■ Passage given
☆ ☆ ☆ ☆ ☆ ☆ ☆

Interview with Heather Mac Donald, Fellow at the Manhattan Institute

Heather Mac Donald is a fellow at the Manhattan Institute and a contributing editor to the Institute’s City Journal. Mac Donald releases her new book, The Diversity Delusion, on September 4th.

The Politic: You wrote a piece for the National Review titled “Rage and Race at Yale,” in which you criticize the administration’s recent response to “petty dormitory tyranny” involving graduate student, Lolade Siyonbola. Just so our readers know, what’s your brief take on that controversy?

Heather Mac Donald: It’s regrettable that president Salovey is so willing to sell out his faculty and his student body as “racists” in order to foreground his own moral righteousness. This was an insignificant incident, possibly the result of emotional instability on the caller’s part and her history with the sleeping student.  Yet Salovey chose to turn it into the very symbol of Yale, consistent with his previous claims that the school is riven by racism.

This claim is demonstrably false. Every faculty member at Yale is colorblind. These are some of the most open-minded individuals in human history, who want all of their students to succeed, especially underrepresented minorities. Every library is open. There’s no “blacks only” library or “whites only” library.  Every scientific laboratory seeks students who want to work hard. Yale’s resources for gaining knowledge are stupendous, and they’re available to all comers on a colorblind basis. What Salovey has done is simply to increase racial divisions on campus and to encumber students with a delusional interpretation of their environment.

Do you think it’s purely his self-righteousness, or do you think there’s some external pressure he’s accommodating to keep the university going?

There’s definitely a culture of phony victimology. There may be some sort of pressure to conform to that culture, although I don’t know, in Salovey’s case, where it would be coming from exactly. Certainly, almost every college president grovels before delusional student protestors and implicitly labels his faculty as bigots without ever naming who those offenders are. But a president should be able to stand up to any amorphous peer pressure and speak the truth. There’s nobody over Salovey.

The Yale Corporation is likely equally obsessed with a narrow definition of “diversity,” but a president has enormous untapped power. We’ve seen this with the University of Chicago president, Robert Zimmer, who has chosen to buck the prevailing administrative cowardice. The University of Chicago will not wink at totalitarian efforts to shut down politically unorthodox speech, he has announced. I don’t see any job threat to Robert Zimmer– to the contrary, he has earned enormous respect in the wider world from people who believe that universities should be places of debate and civility.

☆ ☆ ☆ ☆ ☆ ☆ ☆

■ Supplied records
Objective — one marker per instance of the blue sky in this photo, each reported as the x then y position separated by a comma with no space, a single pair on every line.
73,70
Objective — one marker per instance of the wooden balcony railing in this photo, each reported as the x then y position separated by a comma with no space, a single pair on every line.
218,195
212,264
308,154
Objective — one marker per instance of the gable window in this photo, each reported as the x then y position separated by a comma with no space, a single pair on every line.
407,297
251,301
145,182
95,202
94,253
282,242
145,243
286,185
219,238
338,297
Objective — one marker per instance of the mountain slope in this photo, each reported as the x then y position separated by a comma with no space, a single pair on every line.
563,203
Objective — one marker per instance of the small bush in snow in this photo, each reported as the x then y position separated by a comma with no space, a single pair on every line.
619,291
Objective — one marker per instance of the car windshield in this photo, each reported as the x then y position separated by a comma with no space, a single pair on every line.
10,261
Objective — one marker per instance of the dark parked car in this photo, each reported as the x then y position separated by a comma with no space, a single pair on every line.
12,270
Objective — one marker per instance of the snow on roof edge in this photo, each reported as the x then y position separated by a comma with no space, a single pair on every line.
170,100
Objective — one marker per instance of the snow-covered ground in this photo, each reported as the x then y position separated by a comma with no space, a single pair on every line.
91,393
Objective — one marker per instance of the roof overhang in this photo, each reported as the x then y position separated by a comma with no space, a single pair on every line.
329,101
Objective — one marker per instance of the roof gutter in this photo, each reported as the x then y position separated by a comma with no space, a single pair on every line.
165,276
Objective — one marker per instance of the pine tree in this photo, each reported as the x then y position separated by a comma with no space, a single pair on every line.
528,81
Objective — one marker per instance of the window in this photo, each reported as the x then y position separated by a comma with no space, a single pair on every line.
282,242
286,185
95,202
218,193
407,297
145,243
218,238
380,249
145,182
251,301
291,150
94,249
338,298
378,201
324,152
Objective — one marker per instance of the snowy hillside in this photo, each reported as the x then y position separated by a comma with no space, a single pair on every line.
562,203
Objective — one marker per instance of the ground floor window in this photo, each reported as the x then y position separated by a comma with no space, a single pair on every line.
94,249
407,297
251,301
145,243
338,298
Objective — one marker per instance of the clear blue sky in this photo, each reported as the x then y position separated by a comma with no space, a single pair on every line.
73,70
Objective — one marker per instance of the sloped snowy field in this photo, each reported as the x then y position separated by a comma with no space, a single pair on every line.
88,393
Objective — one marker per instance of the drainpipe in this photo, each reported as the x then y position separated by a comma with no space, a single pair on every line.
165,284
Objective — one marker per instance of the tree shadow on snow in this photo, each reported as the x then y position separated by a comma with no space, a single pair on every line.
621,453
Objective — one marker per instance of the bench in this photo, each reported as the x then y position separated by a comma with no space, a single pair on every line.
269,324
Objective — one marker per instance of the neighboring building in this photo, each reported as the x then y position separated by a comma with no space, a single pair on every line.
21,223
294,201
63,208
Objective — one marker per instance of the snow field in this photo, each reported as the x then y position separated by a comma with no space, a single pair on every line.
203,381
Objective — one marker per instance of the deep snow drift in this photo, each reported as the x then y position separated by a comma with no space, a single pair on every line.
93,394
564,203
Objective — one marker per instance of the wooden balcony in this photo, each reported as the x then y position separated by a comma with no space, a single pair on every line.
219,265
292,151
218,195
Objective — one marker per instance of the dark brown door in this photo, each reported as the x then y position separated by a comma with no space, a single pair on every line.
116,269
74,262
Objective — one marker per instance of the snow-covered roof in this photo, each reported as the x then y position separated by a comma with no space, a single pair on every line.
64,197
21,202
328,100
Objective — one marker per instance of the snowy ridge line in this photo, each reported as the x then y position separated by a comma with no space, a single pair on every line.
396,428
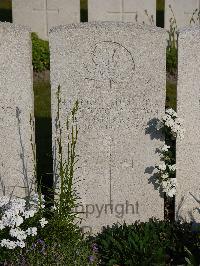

☆ ☆ ☆ ☆ ☆ ☆ ☆

■ Your tasks
(A) In the interview with Heather Mac Donald, reproduce the part that opens with "This claim is" and closes with "of their environment.", substituting "research laboratory" for "scientific laboratory".
(B) Pick up the interview with Heather Mac Donald after its final sentence and carry it forward.
The data above comes from a different source than the interview.

■ Outputs in order
(A)
This claim is demonstrably false. Every faculty member at Yale is colorblind. These are some of the most open-minded individuals in human history, who want all of their students to succeed, especially underrepresented minorities. Every library is open. There’s no “blacks only” library or “whites only” library.  Every research laboratory seeks students who want to work hard. Yale’s resources for gaining knowledge are stupendous, and they’re available to all comers on a colorblind basis. What Salovey has done is simply to increase racial divisions on campus and to encumber students with a delusional interpretation of their environment.

(B)
One thing you said is that Peter Salovey is not acknowledging the “truth.” But someone might argue that the university isn’t doing everything it could to cater to diversity, such as by abolishing the student income contribution. Do you think it’s as simple as this monolithic “truth” narrative?

I don’t see any resistance on Salovey’s part to identity politics. Charging tuition is largely irrelevant to the dominant narrative about systemic racism, and getting rid of tuition would probably not make that much difference to the racial composition of the class. Underrepresented minorities are probably being given whatever financial assistance they need to attend Yale. There’s huge competition among selective schools for qualified underrepresented minorities. I don’t accept the premise of your question that Salovey is pushing back against the victimology narrative.

You mentioned that minority students can physically enter libraries. In that sense, it seems like Yale isn’t institutionally racist, but people might counter that the culture is not conducive to minority students. What’s your take on that?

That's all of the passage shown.